Named object pointing records:
──────────────────────────────
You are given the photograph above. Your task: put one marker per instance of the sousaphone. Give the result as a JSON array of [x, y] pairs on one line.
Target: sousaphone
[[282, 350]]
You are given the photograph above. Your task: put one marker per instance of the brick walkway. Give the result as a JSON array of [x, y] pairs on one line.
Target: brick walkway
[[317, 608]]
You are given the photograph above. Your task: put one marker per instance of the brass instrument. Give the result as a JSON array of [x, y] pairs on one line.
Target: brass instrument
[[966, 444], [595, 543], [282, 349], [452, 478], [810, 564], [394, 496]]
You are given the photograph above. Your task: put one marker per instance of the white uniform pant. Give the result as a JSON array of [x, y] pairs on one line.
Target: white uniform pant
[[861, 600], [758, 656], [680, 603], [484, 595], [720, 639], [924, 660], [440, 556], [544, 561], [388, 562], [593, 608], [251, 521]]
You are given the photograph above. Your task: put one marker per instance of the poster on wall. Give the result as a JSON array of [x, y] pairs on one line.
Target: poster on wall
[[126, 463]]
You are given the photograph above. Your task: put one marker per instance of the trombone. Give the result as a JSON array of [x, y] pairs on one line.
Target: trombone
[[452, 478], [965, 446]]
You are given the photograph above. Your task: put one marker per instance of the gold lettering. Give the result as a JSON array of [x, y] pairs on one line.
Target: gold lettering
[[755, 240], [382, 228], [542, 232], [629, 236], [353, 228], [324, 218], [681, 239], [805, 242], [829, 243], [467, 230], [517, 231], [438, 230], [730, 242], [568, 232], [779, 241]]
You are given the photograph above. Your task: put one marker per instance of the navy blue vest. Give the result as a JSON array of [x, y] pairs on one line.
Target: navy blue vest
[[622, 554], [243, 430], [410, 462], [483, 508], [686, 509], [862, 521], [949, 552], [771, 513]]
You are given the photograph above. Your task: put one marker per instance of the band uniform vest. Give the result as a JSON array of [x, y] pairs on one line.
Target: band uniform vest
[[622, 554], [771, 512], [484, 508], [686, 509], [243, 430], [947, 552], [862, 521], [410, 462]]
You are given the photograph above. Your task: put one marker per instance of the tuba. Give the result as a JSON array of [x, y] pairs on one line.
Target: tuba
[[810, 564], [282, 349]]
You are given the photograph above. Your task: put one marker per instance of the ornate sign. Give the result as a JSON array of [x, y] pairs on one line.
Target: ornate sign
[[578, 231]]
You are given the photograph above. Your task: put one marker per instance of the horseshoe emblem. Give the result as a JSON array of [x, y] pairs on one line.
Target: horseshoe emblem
──────────────────────────────
- Description of the task:
Rewrite every line in the stretch from the line containing "of the white" through the line containing "608], [251, 521]]", including both of those lines. Keep the wording the same, but multiply each x and y coordinate in the answer by 0.4 and round it to a whole number, with halves going up.

- Solution to this task:
You are given the photograph above. Your task: put one marker per instance of the white uniform pant. Give the result as a JSON array of [x, y] pairs on one line.
Target: white uniform pant
[[344, 240], [303, 262], [272, 241], [194, 238], [288, 256], [370, 264], [176, 222], [218, 224], [155, 225], [237, 243], [100, 208]]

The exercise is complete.